● ИСХОДНЫЙ ТЕКСТ
((
Нас разобрал невероятный приступ смеха, а Шкловский в каких-то судорогах повалился на землю и стал буквально «вращаться на пупе». Немцы удивленно смотрели, не понимая, что с нами. Им казалось все, кроме нашего смеха, нормальным. Некоторые повторяли: «Но какая красота! Не правда ли?!» А фрау взяла железный ящик-копилку и стала методически обходить всех, собирая плату за укрощенную красоту. А хозяин раскланивался и говорил: «Да, да, действительно, это очень красиво!»
   Почему «Бедекер» так соблазнительно рекомендует этот Большой водопад, пусть останется на совести автора путеводителя. Отсмеявшись и посовещавшись, мы решили, что хватит с нас организованных красот Саксонской Швейцарии. Мы еще недолго вольно побродили и решили возвращаться в Бад-Шандау, а оттуда в Мейссен и в Дрезден. Мейссен оказался дивным городком, стоящим на горе; ощущение было, что мы попали в средние века; и весь был как бы замком. Были мы там на заводе фарфора, при котором есть музей. Восхищались много фарфоровыми произведениями этого древнего завода. Из Дрездена мы рады были вернуться по домам – в Берлин.
   У Алексея Максимовича бывали знакомые и незнакомые. Среди знакомых: К. М. Миклашевский, Лида Шаляпина. Некоторое время прожил французский поэт Андре Жермен. Мы приобщили его к коллекции чудаков, которые всегда и везде попадались на пути Алексея Максимовича.
))
● ФОРМУЛИРОВКА ЗАДАНИЯ
Пожалуйста, выведите без изменений фрагмент исходного текста, который начинается со слов «У Алексея Максимовича» и заканчивается словами «пути Алексея Максимовича.». Эти данные взяты из другого источника.

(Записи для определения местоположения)
((
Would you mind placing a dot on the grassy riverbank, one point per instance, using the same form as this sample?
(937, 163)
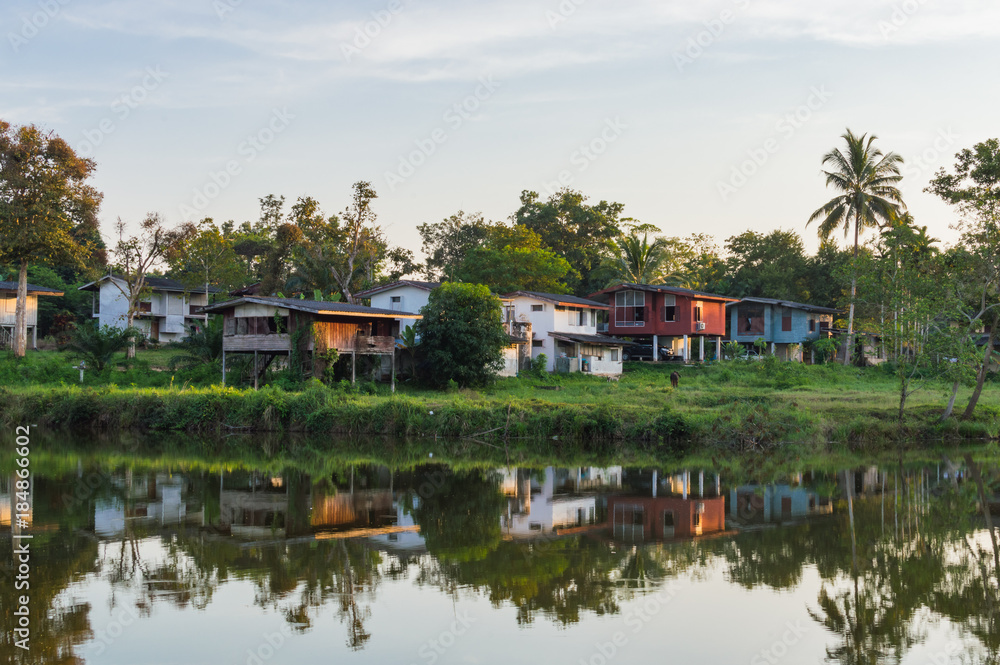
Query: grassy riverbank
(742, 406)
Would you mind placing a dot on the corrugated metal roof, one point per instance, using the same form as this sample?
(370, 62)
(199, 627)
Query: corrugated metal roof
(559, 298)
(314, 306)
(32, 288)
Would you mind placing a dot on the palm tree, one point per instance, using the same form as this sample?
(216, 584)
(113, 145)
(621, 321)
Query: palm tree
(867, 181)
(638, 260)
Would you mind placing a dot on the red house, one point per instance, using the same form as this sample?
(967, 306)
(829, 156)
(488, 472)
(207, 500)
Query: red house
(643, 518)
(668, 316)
))
● РЕЗУЛЬТАТ ВЫПОЛНЕНИЯ
У Алексея Максимовича бывали знакомые и незнакомые. Среди знакомых: К. М. Миклашевский, Лида Шаляпина. Некоторое время прожил французский поэт Андре Жермен. Мы приобщили его к коллекции чудаков, которые всегда и везде попадались на пути Алексея Максимовича.